[Page extract]
Unsuitable Investment Advice    Margin Abuse
Breach of Fiduciary Duty    Negligence
Material Misrepresentation/Omission    Unauthorized Trading
Churning/Excessive Trading    Securities Concentration
Mutual Fund Switching    Failure to Supervise
Variable Annuity Switching   


February 2013

Source: FINRA, Financial Industry Regulatory Authority, Inc. 2013
Full Disciplinary Reports Available to the public at: www.finra.org

Pruco Securities LLC, Newark, New Jersey
WR Rice Financial Services, Inc., Bay City, Michigan
Joel Irwin Wilson, Saginaw, Michigan
CM Securities LLC, Las Vegas, Nevada
Todd Burton Parriott, Henderson, Nevada
Citigroup Global Markets, Inc., New York, New York
LPL Financial LLC, Boston, Massachusetts
Santander Investment Securities, Inc., New York, New York
Gary Reed Feldman, North Caldwell, New Jersey
James Douglas Grimes, Lawrence, Pennsylvania
Neftali Mercedes, New York, New York
Charles Chul Nam, Tarzana, California
Janice Louise Hallett, Cibolo, Texas


FINRA Orders Pruco Securities to Pay $10.7 Million in Restitution for Improper Pricing of Mutual Fund Orders; Firm Fined $550,000
The Financial Industry Regulatory Authority (FINRA) announced that it has ordered Pruco Securities, LLC of Newark, New Jersey, to pay more than $10.7 million in restitution, plus interest, to customers who placed mutual fund orders with Pruco via facsimile or mail (paper orders) from late 2003 to June 2011 and received an inferior price for their shares. FINRA also fined Pruco $550,000 for its pricing errors and for failing to have an adequate supervisory system and written procedures in this area.

Brad Bennett, Executive Vice President and Chief of Enforcement, said, “Pruco’s inadequate supervision and pricing system resulted in thousands of customers receiving inferior prices for more than seven years. Broker-dealers must ensure that their systems provide customers with accurate pricing for all products that the firms offer.”

One of Pruco’s retail brokerage business units, COMMAND, instituted a practice for handling mutual fund paper orders that was inconsistent with the pricing requirements of the Investment Company Act of 1940, which requires that mutual fund orders are priced on the day the order is received prior to 4:00 p.m. Instead, from late 2003 to June 2011, COMMAND priced more than 850,000 paper orders, on average, one or two days after it received complete orders prior to 4 p.m. The employees mistakenly believed that they could use “best efforts,” (i.e. up to two business days) to process mutual fund paper orders and that paper orders could be priced on the date the order was processed, even if Pruco received a complete order prior to that date. As a result of these findings, approximately 37,000 accounts for 34,000 customers will receive more than $10.7 million in restitution, plus interest. The firm is in the process of calculating restitution for up to 3,240 additional customers who will receive restitution upon the firm’s completion of its review. The issue was discovered after an inquiry to COMMAND personnel regarding a fax order submitted had not been executed until the day after it was received as a complete order.

FINRA also found that Pruco failed to have an adequate supervisory system to detect and prevent the mispricing of paper mutual fund orders and to ensure that customers who submitted paper mutual fund orders received the correct price. Additionally, Pruco failed to have written procedures for the pricing of mutual fund orders, and did not provide its employees with any training or training materials regarding paper mutual fund pricing requirements.

[Dataset excerpt]
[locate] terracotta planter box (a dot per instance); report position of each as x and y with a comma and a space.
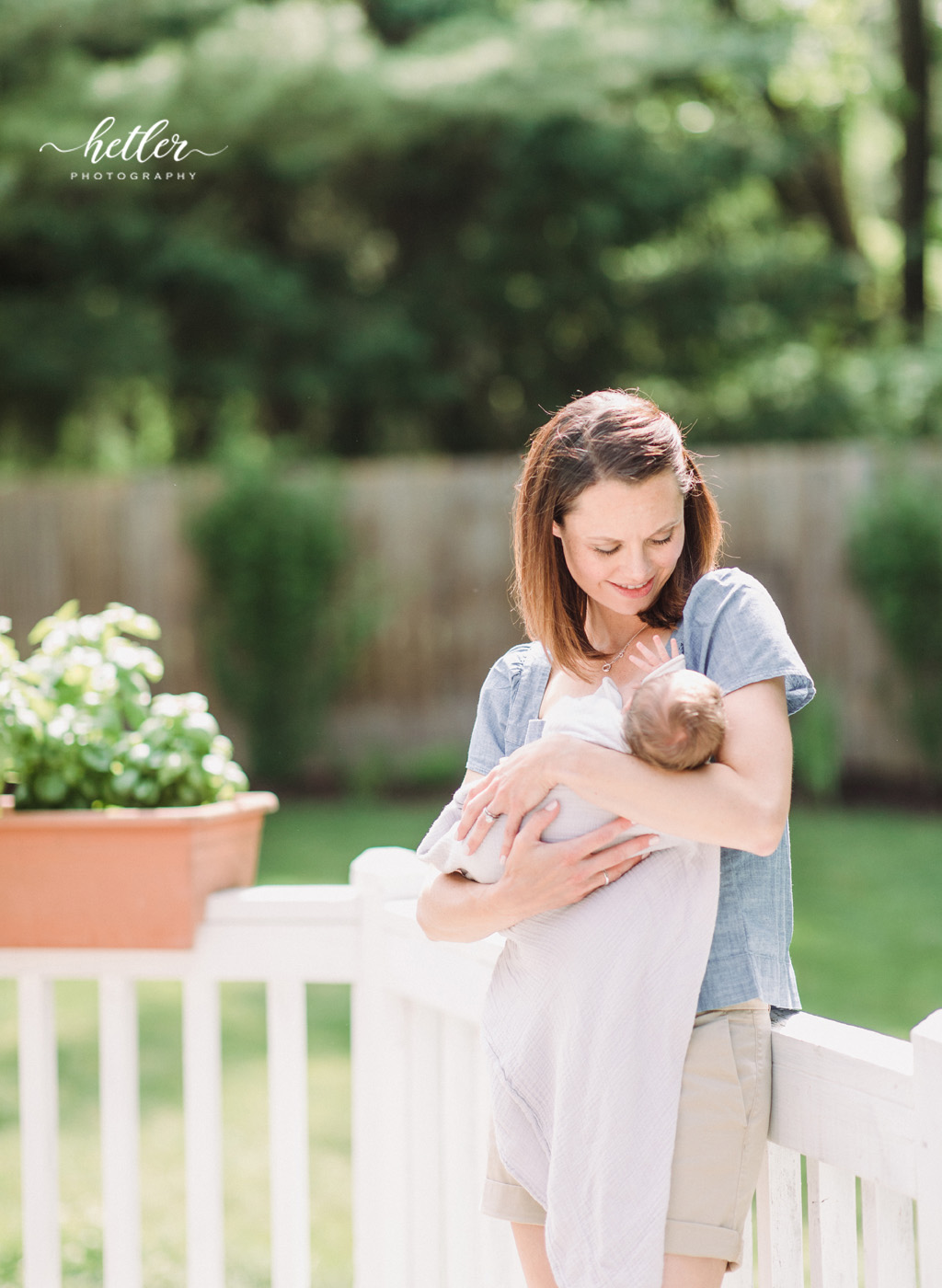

[Tasks to carry out]
- A) Duplicate everything in the FINRA report from "FINRA Orders Pruco" down to "in this area.".
- B) Answer these questions using the FINRA report:
(i) What is Brad Bennett's title?
(ii) How many paper orders did COMMAND price after the day they were received?
(iii) Up to how many additional customers may receive restitution once the firm finishes its review?

[Exercise responses]
- A)
FINRA Orders Pruco Securities to Pay $10.7 Million in Restitution for Improper Pricing of Mutual Fund Orders; Firm Fined $550,000
The Financial Industry Regulatory Authority (FINRA) announced that it has ordered Pruco Securities, LLC of Newark, New Jersey, to pay more than $10.7 million in restitution, plus interest, to customers who placed mutual fund orders with Pruco via facsimile or mail (paper orders) from late 2003 to June 2011 and received an inferior price for their shares. FINRA also fined Pruco $550,000 for its pricing errors and for failing to have an adequate supervisory system and written procedures in this area.

- B)
(i) Executive Vice President and Chief of Enforcement
(ii) More than 850,000
(iii) Up to 3,240